### Problem description
Please filter the material below down to every line that contains the word "packed"; case counts.
--- begin Supplied records ---
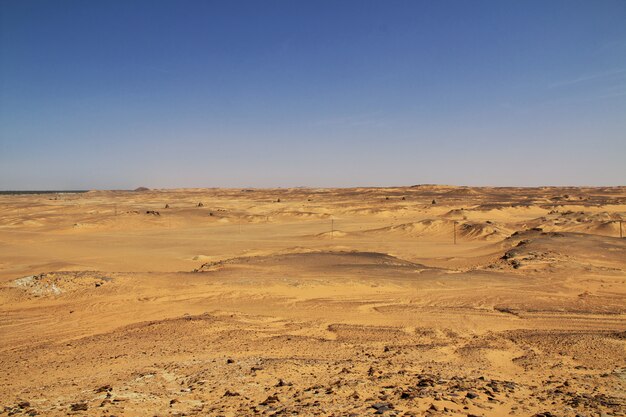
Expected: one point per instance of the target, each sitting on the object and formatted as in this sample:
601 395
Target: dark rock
282 383
270 400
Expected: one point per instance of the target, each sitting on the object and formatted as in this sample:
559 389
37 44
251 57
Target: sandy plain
329 302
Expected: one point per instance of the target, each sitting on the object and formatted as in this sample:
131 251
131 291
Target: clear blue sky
117 94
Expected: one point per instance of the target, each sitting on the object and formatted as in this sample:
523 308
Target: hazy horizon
194 94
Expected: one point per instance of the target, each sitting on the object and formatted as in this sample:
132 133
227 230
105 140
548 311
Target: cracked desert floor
327 302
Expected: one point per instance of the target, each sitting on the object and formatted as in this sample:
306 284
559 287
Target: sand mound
58 283
428 227
332 235
482 231
602 223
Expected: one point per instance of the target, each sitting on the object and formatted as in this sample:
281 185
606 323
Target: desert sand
329 302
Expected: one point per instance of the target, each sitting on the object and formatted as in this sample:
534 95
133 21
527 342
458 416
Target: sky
124 93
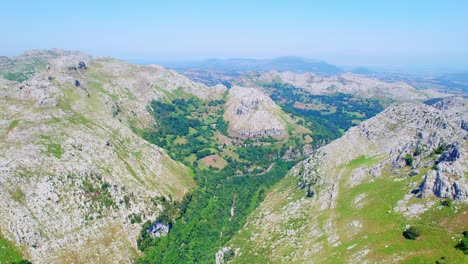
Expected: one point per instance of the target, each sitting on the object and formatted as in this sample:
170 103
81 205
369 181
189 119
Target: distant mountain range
291 63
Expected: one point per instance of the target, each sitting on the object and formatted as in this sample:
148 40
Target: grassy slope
381 232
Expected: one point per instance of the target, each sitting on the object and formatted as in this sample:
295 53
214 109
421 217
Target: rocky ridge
76 177
317 211
251 113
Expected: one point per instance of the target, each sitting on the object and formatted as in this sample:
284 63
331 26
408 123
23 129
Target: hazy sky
373 32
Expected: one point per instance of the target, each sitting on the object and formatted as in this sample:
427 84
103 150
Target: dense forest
240 172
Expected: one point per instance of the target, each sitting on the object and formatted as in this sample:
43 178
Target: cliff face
352 199
251 113
76 179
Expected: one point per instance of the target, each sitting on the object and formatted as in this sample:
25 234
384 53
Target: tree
409 159
411 233
463 244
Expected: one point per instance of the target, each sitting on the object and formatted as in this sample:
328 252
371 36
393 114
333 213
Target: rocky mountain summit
251 113
77 179
347 83
351 200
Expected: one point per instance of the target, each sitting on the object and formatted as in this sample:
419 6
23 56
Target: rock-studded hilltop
252 114
352 199
77 179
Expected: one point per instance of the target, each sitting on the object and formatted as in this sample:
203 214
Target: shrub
463 244
411 233
409 159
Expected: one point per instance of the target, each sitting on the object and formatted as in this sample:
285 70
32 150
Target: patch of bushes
411 233
463 244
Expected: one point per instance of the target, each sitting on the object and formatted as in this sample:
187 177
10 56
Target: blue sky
381 33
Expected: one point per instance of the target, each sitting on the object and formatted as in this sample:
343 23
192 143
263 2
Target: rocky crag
76 178
352 199
251 113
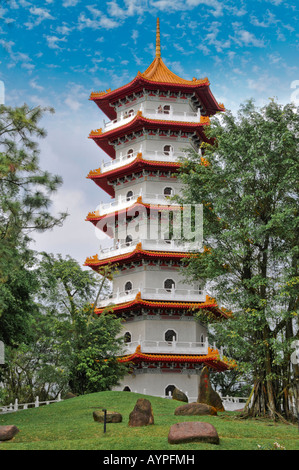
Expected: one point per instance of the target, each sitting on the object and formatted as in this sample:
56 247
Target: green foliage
86 343
69 425
25 192
248 185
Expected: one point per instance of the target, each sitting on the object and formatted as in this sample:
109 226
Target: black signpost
105 418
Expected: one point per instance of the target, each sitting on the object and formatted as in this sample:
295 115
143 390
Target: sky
56 52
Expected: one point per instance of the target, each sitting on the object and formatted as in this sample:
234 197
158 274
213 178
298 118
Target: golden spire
158 47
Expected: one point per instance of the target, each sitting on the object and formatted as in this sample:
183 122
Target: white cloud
64 29
96 23
134 35
53 41
245 38
132 7
35 86
40 15
70 3
16 57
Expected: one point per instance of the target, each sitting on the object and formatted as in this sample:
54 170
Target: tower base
157 382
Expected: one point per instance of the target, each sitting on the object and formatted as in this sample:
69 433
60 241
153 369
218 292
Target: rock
193 431
142 414
8 432
179 395
195 409
70 395
111 416
206 394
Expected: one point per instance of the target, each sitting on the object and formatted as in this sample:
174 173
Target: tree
25 192
88 344
247 181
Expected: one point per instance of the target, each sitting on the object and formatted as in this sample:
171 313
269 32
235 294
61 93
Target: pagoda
152 119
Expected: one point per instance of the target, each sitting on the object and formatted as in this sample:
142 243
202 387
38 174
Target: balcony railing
154 293
168 347
172 115
149 245
153 113
126 159
123 202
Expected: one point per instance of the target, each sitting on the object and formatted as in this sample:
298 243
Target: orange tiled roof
211 359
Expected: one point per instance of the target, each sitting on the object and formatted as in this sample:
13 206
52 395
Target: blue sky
55 52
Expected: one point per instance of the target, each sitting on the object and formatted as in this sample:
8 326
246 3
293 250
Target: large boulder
111 416
8 432
193 431
142 414
195 409
206 394
179 395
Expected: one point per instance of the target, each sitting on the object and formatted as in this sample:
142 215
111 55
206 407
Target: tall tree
25 192
247 181
89 344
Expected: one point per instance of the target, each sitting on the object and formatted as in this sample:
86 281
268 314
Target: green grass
69 425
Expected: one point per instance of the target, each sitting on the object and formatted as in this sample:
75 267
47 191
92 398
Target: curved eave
104 180
135 255
137 124
95 218
200 88
137 303
212 359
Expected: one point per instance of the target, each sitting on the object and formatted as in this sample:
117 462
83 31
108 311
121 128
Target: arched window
169 390
167 149
129 240
127 337
169 284
170 336
168 191
128 287
129 195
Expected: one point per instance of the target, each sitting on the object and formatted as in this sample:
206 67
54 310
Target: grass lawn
69 425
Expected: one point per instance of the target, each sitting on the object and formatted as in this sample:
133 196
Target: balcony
124 202
170 347
151 293
126 159
176 246
154 113
171 115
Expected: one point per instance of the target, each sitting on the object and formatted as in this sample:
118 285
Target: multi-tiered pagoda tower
152 119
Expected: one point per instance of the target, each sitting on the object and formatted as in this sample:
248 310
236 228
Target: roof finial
158 47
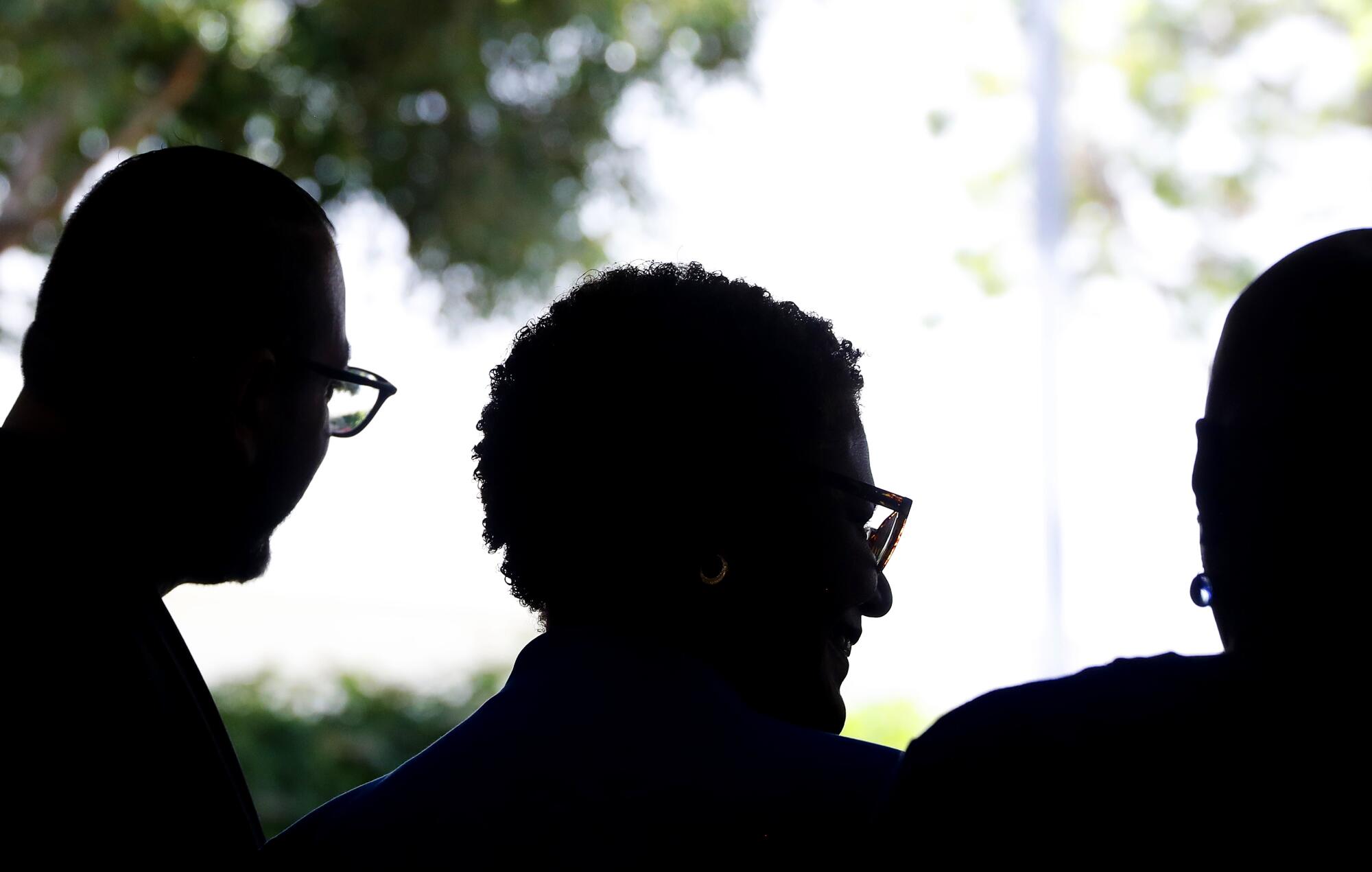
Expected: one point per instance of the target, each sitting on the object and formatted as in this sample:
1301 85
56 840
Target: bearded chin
242 563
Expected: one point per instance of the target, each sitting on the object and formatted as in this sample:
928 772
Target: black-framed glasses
883 537
355 398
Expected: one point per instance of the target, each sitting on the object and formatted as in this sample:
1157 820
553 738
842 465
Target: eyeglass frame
888 499
385 390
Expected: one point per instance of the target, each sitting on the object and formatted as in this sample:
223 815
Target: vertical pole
1049 226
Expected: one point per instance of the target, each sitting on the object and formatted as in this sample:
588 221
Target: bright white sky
820 180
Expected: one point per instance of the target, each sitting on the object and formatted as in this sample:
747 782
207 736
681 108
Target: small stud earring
1201 593
720 576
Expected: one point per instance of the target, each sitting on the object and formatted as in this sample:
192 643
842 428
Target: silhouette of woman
1242 755
677 472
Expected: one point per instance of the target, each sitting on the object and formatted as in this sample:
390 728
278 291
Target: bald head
1296 339
1281 473
175 255
176 353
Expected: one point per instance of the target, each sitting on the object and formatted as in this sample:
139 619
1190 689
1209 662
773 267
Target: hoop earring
1201 593
717 579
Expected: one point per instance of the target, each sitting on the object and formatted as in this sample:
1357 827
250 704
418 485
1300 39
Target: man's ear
255 402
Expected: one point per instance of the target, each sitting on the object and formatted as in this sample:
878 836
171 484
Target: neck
34 417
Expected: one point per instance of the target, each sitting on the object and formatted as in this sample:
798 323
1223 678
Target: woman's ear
255 391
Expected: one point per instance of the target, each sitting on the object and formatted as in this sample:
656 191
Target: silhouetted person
178 401
1255 753
676 469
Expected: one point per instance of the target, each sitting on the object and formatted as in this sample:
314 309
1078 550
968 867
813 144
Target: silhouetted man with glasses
183 376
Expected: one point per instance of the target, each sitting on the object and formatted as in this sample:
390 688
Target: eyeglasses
884 537
355 397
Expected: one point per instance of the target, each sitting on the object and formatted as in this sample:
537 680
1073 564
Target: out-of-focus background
1032 215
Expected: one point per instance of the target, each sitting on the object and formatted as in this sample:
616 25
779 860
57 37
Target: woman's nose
882 600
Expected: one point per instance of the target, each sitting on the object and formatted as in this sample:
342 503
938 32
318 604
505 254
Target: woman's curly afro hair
636 406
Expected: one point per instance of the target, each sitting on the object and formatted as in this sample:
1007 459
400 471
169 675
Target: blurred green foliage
482 125
1185 70
894 723
304 745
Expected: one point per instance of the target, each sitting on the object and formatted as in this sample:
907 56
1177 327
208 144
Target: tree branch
40 139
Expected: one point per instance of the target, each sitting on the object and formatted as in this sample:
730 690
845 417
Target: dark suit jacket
1152 760
117 749
611 749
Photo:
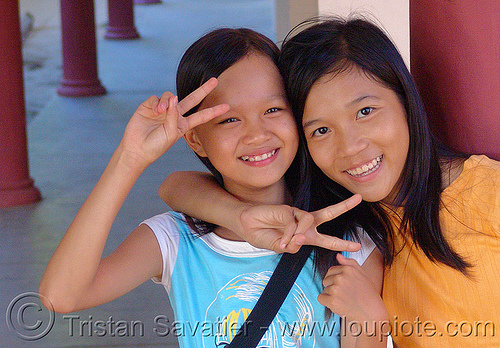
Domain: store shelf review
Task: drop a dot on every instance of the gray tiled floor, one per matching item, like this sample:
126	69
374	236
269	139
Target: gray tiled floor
70	142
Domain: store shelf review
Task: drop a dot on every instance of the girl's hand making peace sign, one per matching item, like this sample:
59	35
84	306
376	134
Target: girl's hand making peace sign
158	123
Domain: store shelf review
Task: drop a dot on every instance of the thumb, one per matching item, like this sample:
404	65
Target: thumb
331	212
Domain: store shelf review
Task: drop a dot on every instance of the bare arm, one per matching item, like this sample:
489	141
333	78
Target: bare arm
76	276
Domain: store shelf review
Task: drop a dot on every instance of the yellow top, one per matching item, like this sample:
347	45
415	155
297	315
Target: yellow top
433	305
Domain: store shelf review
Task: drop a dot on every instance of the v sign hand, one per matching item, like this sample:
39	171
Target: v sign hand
285	229
158	123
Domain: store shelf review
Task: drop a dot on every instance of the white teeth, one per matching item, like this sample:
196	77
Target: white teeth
365	169
258	158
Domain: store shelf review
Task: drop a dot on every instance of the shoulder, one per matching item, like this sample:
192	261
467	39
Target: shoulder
167	222
474	197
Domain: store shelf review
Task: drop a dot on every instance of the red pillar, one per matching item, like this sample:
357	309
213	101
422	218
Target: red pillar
79	50
16	186
455	59
121	20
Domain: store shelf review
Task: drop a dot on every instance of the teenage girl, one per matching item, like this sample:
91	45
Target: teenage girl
359	112
244	131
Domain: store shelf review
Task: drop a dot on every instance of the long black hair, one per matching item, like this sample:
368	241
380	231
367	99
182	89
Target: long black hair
331	45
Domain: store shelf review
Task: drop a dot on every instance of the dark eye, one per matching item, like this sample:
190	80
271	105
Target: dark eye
321	131
229	120
364	112
268	111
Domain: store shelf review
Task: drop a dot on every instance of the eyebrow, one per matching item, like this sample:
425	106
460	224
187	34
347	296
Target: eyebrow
348	104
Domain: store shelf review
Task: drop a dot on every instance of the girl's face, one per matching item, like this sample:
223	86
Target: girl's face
254	143
357	133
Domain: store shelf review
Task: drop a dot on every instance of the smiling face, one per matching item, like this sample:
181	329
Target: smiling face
357	133
254	143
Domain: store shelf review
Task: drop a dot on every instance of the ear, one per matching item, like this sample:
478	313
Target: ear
194	143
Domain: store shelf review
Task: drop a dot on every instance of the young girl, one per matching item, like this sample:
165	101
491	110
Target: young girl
213	279
359	112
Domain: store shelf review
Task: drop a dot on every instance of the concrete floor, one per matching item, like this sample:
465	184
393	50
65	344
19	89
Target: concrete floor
70	141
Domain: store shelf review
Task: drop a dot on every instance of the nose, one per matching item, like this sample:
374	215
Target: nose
256	133
350	141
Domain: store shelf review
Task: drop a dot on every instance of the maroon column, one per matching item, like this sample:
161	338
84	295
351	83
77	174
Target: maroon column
121	20
16	186
79	50
455	59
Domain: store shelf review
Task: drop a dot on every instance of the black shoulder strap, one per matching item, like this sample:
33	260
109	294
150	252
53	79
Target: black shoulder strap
270	301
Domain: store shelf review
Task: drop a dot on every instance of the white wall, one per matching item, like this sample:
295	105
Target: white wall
392	15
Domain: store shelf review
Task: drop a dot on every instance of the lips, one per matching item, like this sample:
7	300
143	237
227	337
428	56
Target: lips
366	168
260	157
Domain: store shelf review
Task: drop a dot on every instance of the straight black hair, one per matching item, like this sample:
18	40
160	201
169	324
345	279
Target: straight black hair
328	46
210	56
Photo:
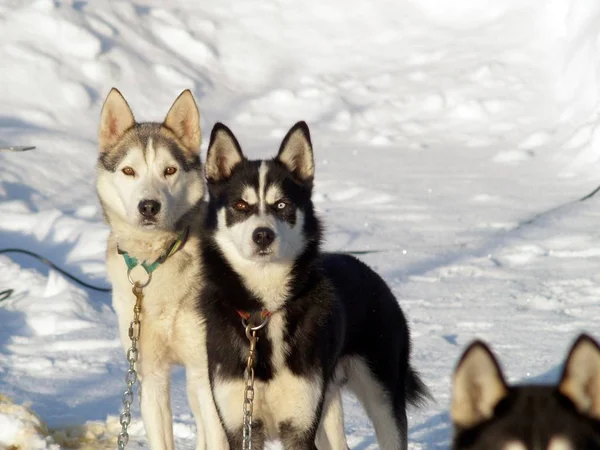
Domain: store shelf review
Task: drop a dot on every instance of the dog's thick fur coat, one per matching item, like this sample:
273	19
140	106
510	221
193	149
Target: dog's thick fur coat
334	321
150	184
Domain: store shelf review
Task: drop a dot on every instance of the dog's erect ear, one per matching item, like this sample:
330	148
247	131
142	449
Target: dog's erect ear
478	386
296	152
183	119
224	153
116	118
580	380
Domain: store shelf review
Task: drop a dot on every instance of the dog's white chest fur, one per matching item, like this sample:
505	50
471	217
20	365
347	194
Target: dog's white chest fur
285	399
172	328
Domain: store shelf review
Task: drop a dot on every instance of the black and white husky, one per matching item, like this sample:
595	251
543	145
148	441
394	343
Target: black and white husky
333	321
151	187
489	414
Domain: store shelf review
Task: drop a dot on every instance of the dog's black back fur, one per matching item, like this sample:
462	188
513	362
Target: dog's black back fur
336	306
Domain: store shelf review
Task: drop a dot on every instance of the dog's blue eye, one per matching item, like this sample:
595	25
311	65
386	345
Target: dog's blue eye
241	205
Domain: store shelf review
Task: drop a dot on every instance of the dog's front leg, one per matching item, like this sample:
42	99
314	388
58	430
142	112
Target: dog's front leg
156	408
331	434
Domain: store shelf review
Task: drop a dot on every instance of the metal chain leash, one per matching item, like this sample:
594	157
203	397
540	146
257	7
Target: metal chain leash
132	356
249	377
249	391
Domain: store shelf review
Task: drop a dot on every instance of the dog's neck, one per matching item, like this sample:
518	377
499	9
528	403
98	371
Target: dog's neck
150	245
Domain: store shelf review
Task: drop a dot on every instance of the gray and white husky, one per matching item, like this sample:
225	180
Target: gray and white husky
151	187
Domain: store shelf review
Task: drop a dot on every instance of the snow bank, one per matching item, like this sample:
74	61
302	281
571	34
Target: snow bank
22	429
578	88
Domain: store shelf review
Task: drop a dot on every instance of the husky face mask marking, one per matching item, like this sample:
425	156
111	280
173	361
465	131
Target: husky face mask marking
260	215
490	414
150	173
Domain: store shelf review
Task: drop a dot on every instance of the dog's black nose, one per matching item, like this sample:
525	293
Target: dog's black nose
263	237
149	208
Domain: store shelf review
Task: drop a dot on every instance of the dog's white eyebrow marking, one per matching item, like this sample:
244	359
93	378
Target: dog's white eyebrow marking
150	154
560	443
262	186
273	194
514	445
249	195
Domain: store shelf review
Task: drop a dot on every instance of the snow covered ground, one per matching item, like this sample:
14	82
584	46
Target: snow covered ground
440	130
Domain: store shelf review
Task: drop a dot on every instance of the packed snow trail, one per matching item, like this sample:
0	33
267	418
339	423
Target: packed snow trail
438	128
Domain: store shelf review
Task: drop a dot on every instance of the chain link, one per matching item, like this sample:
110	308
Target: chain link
131	376
249	390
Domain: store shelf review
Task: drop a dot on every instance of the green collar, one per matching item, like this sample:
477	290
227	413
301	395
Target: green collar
131	261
--- end Supplied records ---
### Answer to the task
Task: drop a dot on every instance of the packed snow trail, one per matching item, like this sample:
Target: packed snow trail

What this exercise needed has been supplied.